═══ DATA ENTRIES ═══

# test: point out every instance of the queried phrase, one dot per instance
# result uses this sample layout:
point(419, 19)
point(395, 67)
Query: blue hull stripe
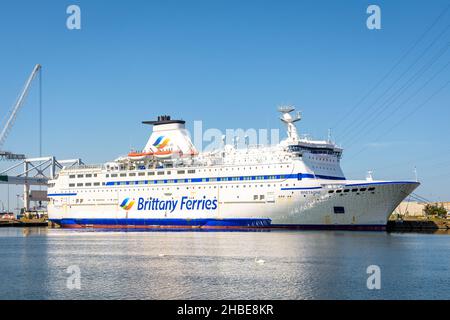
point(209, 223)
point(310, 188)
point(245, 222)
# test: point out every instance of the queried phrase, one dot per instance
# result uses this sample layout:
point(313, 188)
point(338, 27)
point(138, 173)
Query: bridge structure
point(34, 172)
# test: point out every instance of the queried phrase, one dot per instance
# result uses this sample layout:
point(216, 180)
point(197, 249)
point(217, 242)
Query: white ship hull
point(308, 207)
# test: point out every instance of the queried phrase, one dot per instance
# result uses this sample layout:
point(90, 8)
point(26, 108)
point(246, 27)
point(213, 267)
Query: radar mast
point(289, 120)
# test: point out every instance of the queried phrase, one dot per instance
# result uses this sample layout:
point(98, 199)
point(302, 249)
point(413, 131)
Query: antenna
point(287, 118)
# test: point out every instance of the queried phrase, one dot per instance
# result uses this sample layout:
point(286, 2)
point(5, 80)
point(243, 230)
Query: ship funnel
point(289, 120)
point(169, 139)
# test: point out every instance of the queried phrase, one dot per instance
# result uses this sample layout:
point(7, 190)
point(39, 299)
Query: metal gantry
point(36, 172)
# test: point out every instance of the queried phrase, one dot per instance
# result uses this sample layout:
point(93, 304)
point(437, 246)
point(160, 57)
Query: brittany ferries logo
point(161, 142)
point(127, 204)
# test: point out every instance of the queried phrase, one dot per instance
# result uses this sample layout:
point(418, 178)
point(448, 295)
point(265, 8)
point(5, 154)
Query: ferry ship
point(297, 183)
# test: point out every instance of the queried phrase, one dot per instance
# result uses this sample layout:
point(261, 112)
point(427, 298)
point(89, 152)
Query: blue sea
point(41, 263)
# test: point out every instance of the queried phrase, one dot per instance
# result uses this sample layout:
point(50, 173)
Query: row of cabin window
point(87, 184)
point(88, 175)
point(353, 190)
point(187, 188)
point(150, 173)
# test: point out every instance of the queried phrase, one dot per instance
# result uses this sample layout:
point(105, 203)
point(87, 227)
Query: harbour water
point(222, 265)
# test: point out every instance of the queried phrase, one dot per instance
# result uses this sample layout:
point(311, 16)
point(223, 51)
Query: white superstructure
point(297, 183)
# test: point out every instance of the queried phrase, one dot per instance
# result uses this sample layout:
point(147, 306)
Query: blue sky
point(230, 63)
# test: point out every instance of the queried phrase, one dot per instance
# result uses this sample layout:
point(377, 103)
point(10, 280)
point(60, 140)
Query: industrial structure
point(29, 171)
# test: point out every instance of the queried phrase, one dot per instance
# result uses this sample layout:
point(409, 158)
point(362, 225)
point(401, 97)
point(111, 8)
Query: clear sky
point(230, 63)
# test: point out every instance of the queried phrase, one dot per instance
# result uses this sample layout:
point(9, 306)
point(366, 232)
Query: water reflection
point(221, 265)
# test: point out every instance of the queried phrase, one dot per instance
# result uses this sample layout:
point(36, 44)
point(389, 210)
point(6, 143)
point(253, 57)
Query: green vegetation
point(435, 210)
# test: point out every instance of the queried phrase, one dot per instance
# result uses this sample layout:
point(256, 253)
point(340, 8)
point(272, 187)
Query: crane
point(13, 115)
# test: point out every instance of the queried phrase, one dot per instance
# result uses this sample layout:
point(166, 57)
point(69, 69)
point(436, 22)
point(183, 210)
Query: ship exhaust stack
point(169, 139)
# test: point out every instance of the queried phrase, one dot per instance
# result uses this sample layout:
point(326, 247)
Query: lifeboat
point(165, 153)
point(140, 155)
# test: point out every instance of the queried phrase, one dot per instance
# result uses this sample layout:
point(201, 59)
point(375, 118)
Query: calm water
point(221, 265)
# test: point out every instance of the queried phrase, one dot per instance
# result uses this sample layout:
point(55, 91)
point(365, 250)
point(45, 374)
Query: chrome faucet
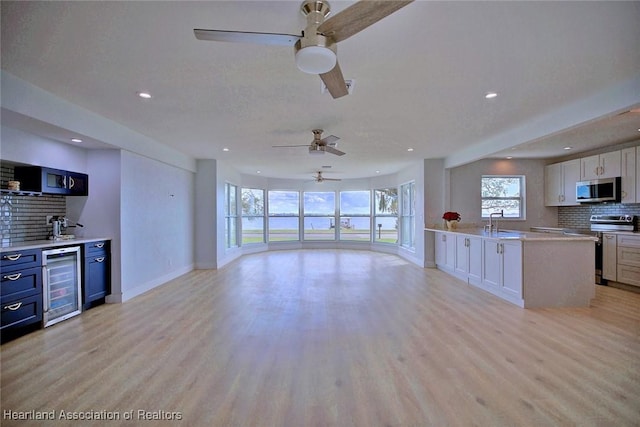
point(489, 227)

═══

#### [TASK REQUIREMENTS]
Reproduce the entries above word for word. Pictures stay out.

#### [EXERCISE OUTPUT]
# test: point out every instance of the queried phrase, one dot per instance
# result uses this sample layout:
point(419, 19)
point(395, 67)
Query: blue hull stripe
point(209, 223)
point(310, 188)
point(245, 222)
# test: point out every instance of the queried phrase, one dot per instance
# result uses this sample layout:
point(313, 188)
point(338, 27)
point(138, 173)
Query: bridge structure
point(34, 172)
# test: point out every instance of the queried phrase, one dot per instance
# result uses this sample layout:
point(216, 180)
point(197, 249)
point(217, 242)
Query: white ship hull
point(308, 207)
# test: point out every instance of the queried phrase, one dot per instance
# result uses this sample layout:
point(90, 8)
point(26, 108)
point(246, 27)
point(213, 267)
Query: radar mast
point(289, 120)
# test: point out every instance of the queried phrase, one dot per instance
# result uses this sample layout:
point(98, 199)
point(302, 249)
point(413, 131)
Query: antenna
point(287, 118)
# test: point out every instance of the queried phrase, one dot per instance
# result uses this sample layout:
point(286, 2)
point(5, 80)
point(243, 230)
Query: ship funnel
point(289, 120)
point(169, 139)
# test: point out every instance of the queried phrase, one dot per instance
# result uses this sample layout:
point(7, 190)
point(39, 299)
Query: metal gantry
point(36, 172)
# test: point out every instance of the queried phrase, one dot per instance
# result uses this sample layout:
point(93, 304)
point(437, 246)
point(160, 57)
Query: brittany ferries logo
point(161, 142)
point(127, 204)
# test: point out every instance of the queried phrase, one dot per instance
# result uses this sample layout:
point(418, 178)
point(448, 295)
point(265, 8)
point(5, 154)
Query: ferry ship
point(297, 183)
# test: point out every instance of the queried phrase, one dot per instance
# result uses this sample layout:
point(261, 112)
point(427, 298)
point(89, 152)
Query: blue sea
point(41, 263)
# test: point out every instance of the queried phrase, one dot per instance
# result uses this sample layout:
point(50, 173)
Query: row of cabin window
point(87, 184)
point(88, 175)
point(353, 190)
point(187, 188)
point(150, 173)
# test: point out every instance of the queried phrase, one dot per instance
# result uses this sample layout:
point(105, 203)
point(87, 227)
Query: harbour water
point(222, 265)
# test: point out every instance of the queried phrase, one dot per instance
# result uses this sample layout:
point(311, 16)
point(223, 51)
Query: white superstructure
point(297, 183)
# test: point out every instance of the queried phrase, one dot per instance
# result uses this sample layout:
point(147, 306)
Query: blue sky
point(230, 63)
# test: point out every instance of the queried phrase, one dot per instance
# result uses this sample layout:
point(377, 103)
point(10, 280)
point(60, 140)
Query: industrial structure
point(29, 171)
# test: point out every instance of the queried phrase, one dot per instance
# result uses this sample layout:
point(409, 158)
point(362, 225)
point(401, 97)
point(111, 8)
Query: clear sky
point(230, 63)
# test: point out every instance of the queried phrase, one dot per instance
# result uses this sample layout:
point(9, 306)
point(366, 232)
Query: water reflection
point(221, 265)
# test: point out every instance of the queried phrase, one dot per instance
# result uses this sample layout:
point(36, 44)
point(389, 210)
point(6, 143)
point(253, 57)
Query: green vegetation
point(435, 210)
# test: point out every instance of the queried phrase, one dot per instance
# result uses this sample layout:
point(256, 253)
point(340, 8)
point(272, 187)
Query: crane
point(13, 115)
# test: point out every instance of the queried phrase, one dot per instance
# result uses this sample layout:
point(166, 57)
point(69, 69)
point(436, 22)
point(183, 210)
Query: ship exhaust stack
point(169, 139)
# test: point out every instance of the queried phrase, one dot per instance
# result uses this sample layout:
point(326, 247)
Query: lifeboat
point(165, 153)
point(140, 155)
# test: point out every instance of the queried phrase, one dot per instance
# result uses this sample layout:
point(201, 59)
point(375, 118)
Query: calm water
point(221, 265)
# test: point out every instance of the queried phrase, one dot per instance
# result uses this sample layout:
point(55, 91)
point(365, 250)
point(45, 374)
Query: chrome faucet
point(489, 227)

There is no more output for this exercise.